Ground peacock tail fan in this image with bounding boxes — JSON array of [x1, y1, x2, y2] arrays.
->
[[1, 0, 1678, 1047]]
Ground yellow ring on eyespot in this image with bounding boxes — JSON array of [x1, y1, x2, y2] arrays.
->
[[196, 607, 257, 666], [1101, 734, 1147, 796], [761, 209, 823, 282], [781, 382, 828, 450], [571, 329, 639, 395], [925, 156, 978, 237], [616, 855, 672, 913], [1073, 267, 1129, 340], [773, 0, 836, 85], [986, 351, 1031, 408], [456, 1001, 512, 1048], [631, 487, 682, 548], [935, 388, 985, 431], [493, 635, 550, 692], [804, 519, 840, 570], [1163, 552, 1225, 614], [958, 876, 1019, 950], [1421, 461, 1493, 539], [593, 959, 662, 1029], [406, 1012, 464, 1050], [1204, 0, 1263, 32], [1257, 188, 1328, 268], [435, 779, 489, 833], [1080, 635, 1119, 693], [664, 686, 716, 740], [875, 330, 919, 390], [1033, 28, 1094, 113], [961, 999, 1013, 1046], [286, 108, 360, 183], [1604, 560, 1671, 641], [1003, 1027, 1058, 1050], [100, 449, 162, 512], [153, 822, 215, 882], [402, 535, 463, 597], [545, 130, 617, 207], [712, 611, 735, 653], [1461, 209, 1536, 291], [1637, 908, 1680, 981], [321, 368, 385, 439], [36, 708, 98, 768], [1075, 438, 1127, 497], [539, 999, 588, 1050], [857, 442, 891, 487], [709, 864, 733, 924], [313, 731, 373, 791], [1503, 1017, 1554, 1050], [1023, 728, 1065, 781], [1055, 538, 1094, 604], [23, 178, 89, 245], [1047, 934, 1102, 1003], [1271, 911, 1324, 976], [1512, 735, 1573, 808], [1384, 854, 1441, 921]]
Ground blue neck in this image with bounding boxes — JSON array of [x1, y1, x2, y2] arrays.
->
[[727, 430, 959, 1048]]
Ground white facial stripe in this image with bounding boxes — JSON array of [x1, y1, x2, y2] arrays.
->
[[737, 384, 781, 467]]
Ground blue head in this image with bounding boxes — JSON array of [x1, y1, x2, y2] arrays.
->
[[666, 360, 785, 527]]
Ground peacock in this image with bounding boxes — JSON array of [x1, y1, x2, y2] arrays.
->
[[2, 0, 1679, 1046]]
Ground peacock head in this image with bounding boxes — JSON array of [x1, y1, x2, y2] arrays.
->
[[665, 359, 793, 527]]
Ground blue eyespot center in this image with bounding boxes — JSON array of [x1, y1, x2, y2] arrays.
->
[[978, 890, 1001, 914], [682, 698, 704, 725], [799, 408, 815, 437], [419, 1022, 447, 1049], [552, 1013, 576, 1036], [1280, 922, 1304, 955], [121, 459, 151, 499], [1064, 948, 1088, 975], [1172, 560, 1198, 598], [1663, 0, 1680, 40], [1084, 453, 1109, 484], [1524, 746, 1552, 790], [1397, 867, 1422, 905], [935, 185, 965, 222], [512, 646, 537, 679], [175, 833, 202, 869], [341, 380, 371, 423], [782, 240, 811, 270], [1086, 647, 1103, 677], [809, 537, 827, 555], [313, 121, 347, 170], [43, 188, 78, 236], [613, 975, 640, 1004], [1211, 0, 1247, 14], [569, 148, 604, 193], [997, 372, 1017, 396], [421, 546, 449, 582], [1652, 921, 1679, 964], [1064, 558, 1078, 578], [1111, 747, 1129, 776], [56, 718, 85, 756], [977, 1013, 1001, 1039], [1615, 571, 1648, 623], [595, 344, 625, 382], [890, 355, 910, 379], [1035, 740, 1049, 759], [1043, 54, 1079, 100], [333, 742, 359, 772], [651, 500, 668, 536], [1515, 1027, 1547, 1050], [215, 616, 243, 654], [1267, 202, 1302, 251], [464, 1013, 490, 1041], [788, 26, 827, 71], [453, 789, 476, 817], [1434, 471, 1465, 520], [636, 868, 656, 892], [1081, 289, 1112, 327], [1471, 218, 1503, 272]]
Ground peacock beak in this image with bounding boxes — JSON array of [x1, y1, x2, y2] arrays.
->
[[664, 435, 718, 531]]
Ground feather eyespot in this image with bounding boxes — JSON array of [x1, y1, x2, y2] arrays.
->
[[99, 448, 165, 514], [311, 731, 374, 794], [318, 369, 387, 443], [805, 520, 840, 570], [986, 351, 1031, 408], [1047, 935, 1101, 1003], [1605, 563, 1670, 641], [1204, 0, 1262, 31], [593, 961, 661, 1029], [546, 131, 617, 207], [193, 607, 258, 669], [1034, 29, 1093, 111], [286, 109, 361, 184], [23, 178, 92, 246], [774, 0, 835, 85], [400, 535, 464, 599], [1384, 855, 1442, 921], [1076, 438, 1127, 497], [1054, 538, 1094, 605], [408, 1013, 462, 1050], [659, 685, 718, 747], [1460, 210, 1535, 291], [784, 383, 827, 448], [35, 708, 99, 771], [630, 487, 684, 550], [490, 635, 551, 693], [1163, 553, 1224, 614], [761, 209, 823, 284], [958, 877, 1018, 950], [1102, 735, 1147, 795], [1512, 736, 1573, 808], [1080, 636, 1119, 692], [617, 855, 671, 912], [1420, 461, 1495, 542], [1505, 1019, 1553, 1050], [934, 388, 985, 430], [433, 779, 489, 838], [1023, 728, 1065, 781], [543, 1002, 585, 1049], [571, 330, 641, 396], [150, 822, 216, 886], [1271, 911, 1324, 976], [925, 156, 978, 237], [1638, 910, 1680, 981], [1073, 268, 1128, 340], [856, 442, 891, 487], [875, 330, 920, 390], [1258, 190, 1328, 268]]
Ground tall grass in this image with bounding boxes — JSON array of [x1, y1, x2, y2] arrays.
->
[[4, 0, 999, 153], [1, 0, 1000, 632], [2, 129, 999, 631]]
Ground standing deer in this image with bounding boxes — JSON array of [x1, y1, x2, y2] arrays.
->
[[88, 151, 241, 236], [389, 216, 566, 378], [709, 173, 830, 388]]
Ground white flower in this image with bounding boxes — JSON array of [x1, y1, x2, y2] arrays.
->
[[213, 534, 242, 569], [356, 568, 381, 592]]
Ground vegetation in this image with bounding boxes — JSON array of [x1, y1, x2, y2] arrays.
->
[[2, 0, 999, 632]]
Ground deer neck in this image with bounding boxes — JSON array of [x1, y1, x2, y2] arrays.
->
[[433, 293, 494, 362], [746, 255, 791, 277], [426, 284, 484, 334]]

■ ■ ■

**Problem details:**
Each record above should be set down again in its exact wording.

**Answer space:**
Ground peacock tail fan in this image with bounding boxes — JSON array of [x1, y1, x2, y2] arrays.
->
[[1, 0, 1678, 1047]]
Ground yellow ring on eyespot in this image with bounding boxes — JSON array of [x1, y1, x2, y2] arrays.
->
[[196, 607, 257, 666], [1101, 734, 1147, 796], [761, 209, 823, 282], [781, 382, 828, 450], [571, 329, 639, 395], [925, 156, 978, 237], [616, 855, 672, 913], [1073, 267, 1129, 340], [773, 0, 836, 85], [986, 351, 1031, 408], [456, 1001, 512, 1048], [631, 487, 682, 548], [935, 388, 985, 431], [493, 635, 550, 692], [804, 519, 840, 570], [1163, 552, 1225, 614], [958, 876, 1019, 950], [1421, 461, 1493, 539], [593, 959, 662, 1029], [406, 1012, 464, 1050], [1204, 0, 1263, 32], [1257, 188, 1328, 268], [435, 779, 489, 833], [1080, 635, 1119, 693], [664, 686, 716, 740], [875, 330, 919, 390], [1033, 28, 1094, 113], [961, 999, 1013, 1046], [286, 108, 360, 183], [1604, 560, 1671, 641], [1003, 1027, 1058, 1050], [100, 449, 162, 512], [153, 822, 215, 882], [402, 535, 463, 597], [545, 130, 617, 207], [712, 611, 735, 653], [1461, 209, 1536, 291], [1637, 908, 1680, 981], [321, 368, 385, 439], [36, 708, 98, 768], [1075, 438, 1127, 497], [539, 999, 588, 1050], [857, 442, 891, 487], [709, 864, 733, 924], [313, 731, 373, 791], [1503, 1017, 1554, 1050], [1023, 728, 1065, 781], [1055, 538, 1094, 604], [23, 178, 89, 245], [1047, 934, 1102, 1003], [1271, 911, 1324, 976], [1512, 735, 1573, 808], [1384, 854, 1441, 921]]
Ground blue neck in this image with bounding boxes — JSON array of [x1, y1, x2, y2] arrays.
->
[[727, 430, 959, 1048]]
Ground white facial stripe in this image with bounding boxes — JSON array of [x1, y1, x2, y2] arrays.
->
[[737, 384, 781, 467]]
Ground blue head in this image with bounding boxes — JSON array of [x1, y1, x2, y2] arrays.
->
[[666, 360, 785, 527]]
Ground peacock in this image with bounding boxes — JSON array of [x1, y1, x2, y2] arrays.
->
[[2, 0, 1679, 1046]]
Ground peacock head in this image with bounding boxes — JSON array of [x1, y1, x2, y2] arrays.
->
[[665, 359, 793, 527]]
Ground blue eyespot center in this image with bounding boxes — JSON array of [x1, y1, x2, y2] arrays.
->
[[978, 890, 1001, 914], [682, 698, 704, 725], [799, 408, 815, 437], [419, 1022, 447, 1049], [552, 1013, 576, 1036], [1280, 922, 1304, 955], [121, 459, 151, 499], [1064, 948, 1088, 975], [1172, 560, 1198, 598], [1663, 0, 1680, 40], [1084, 453, 1109, 484], [1524, 746, 1552, 790], [1397, 867, 1422, 905], [935, 185, 965, 222], [512, 646, 537, 679], [175, 833, 202, 869], [341, 380, 371, 423], [782, 240, 811, 270], [1086, 647, 1103, 677], [809, 537, 827, 555], [313, 121, 347, 170], [43, 188, 78, 236], [613, 975, 640, 1004], [1211, 0, 1247, 14], [569, 148, 604, 193], [997, 372, 1017, 396], [421, 546, 449, 582], [1652, 921, 1679, 964], [1064, 558, 1078, 578], [1111, 747, 1129, 776], [56, 718, 85, 756], [977, 1013, 1001, 1039], [1615, 571, 1648, 623], [595, 344, 625, 382], [890, 355, 910, 379], [1035, 740, 1049, 759], [1043, 54, 1079, 100], [333, 742, 359, 772], [651, 500, 668, 536], [1515, 1027, 1547, 1050], [215, 616, 243, 654], [1267, 202, 1302, 251], [464, 1013, 490, 1041], [788, 26, 827, 71], [453, 789, 476, 817], [1434, 471, 1465, 520], [636, 868, 656, 892], [1081, 289, 1112, 327], [1471, 218, 1503, 272]]
Ground peacock beak in this image with bounding boxes — JSON array of [x1, y1, x2, y2] arrays.
->
[[664, 435, 718, 531]]
Ground feather eyespot in this image with bounding boxes — JSON array of [x1, y1, x2, y2] arrays.
->
[[99, 448, 165, 514], [311, 731, 374, 794], [318, 369, 387, 443], [805, 520, 840, 570], [986, 351, 1031, 408], [1047, 935, 1101, 1003], [1605, 563, 1670, 641], [1204, 0, 1262, 31], [593, 961, 661, 1029], [546, 131, 617, 207], [193, 607, 258, 669], [1034, 29, 1093, 111], [286, 109, 361, 184], [23, 178, 92, 246], [774, 0, 835, 85], [400, 535, 464, 599], [1384, 855, 1442, 921], [1076, 438, 1127, 497], [1054, 538, 1094, 605], [408, 1013, 462, 1050], [659, 685, 718, 747], [1460, 210, 1535, 291], [784, 383, 827, 448], [35, 708, 99, 771], [630, 487, 684, 550], [490, 635, 551, 693], [1163, 553, 1224, 614], [761, 209, 823, 284], [958, 877, 1018, 950], [1102, 735, 1147, 795], [1512, 736, 1573, 808], [1080, 636, 1119, 692], [617, 855, 671, 912], [1420, 461, 1495, 542], [1505, 1019, 1553, 1050], [934, 388, 985, 430], [433, 779, 489, 838], [1023, 728, 1065, 781], [543, 1002, 585, 1049], [571, 330, 641, 396], [150, 822, 216, 886], [1271, 911, 1324, 976], [925, 156, 978, 237], [1638, 910, 1680, 981], [1073, 268, 1128, 340], [856, 442, 891, 487], [875, 330, 920, 390], [1258, 190, 1328, 268]]
Ground tall grass in this image with bounding boxes — JSON array of [x1, y1, x2, y2] arrays.
->
[[4, 0, 999, 153], [1, 0, 1000, 632], [2, 129, 999, 631]]
Ground standing deer in this image with bounding boxes — JSON array of [x1, y1, x2, y2] arrays.
->
[[88, 151, 241, 236], [389, 216, 566, 378], [709, 173, 830, 388]]
Ground white flower in this image with bounding boxes — JSON array of [x1, y1, x2, y2] arrays.
->
[[213, 534, 242, 569], [356, 568, 381, 592]]
Ground vegetation in this image with bounding boxes — JSON array of [x1, y1, x2, y2] arrays.
->
[[2, 0, 999, 632]]
Ground deer neck in this image with bounding boxes — JSON array of [x1, y1, x2, y2] arrays.
->
[[433, 293, 494, 362], [746, 255, 791, 277], [426, 284, 484, 334]]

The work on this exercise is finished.